-------- RECORDS PROVIDED

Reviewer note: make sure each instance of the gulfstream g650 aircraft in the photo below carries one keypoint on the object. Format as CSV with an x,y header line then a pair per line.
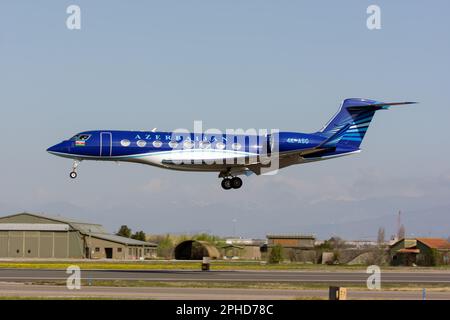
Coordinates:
x,y
229,155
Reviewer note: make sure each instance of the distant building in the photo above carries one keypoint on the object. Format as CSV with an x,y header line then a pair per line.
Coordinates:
x,y
420,251
291,241
245,249
27,235
299,248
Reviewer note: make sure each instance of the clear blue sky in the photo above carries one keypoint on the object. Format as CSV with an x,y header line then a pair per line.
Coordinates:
x,y
232,64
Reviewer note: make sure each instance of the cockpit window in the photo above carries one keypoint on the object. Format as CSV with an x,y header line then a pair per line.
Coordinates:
x,y
81,137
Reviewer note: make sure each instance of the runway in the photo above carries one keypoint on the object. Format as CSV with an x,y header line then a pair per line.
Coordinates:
x,y
39,291
23,275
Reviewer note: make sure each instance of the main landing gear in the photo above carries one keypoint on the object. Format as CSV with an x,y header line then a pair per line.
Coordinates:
x,y
73,173
231,183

----------------

**PROMPT:** Give all the items above as a two-column CSV with the header item_text,answer and one row per item. Put the item's text and its answer each in a single quoted field, turning line breaks into spaces, and leave the picture out.

**THE RESULT:**
item_text,answer
"Reviewer note: make sure each instance of the gulfstream g650 aircraft in the photo below carries one keypoint on the object. Format as CSV with an x,y header line then a pair per line. Coordinates:","x,y 229,155"
"Reviewer note: make sure each instance of the distant building in the photo above carries one keypoint on the object. Format as CSV with an x,y header line then a pair per line. Coordinates:","x,y 420,251 291,241 245,249 27,235 299,248"
"Reviewer note: make sure each instance of the clear blue sky in the photo above carries one keypoint on the object. Format as CSV with an x,y header line then a pair per line. Coordinates:","x,y 232,64"
"Reviewer note: make sure each instance of the cockpit window in the photo above carries one keypoint on the object. Format as CSV with an x,y header line then a pair per line. Coordinates:","x,y 81,137"
"Reviewer note: make sure each instance of the runway in the photo above carries one keypoint on the object. Format as CSV with an x,y header line then a pair per line. Coordinates:","x,y 39,291 23,275"
"Reviewer note: make sure each instance of the main landing gear in the photo above carries one keypoint on the object. Format as CSV with an x,y header line then a pair per line. Coordinates:","x,y 73,173 231,183"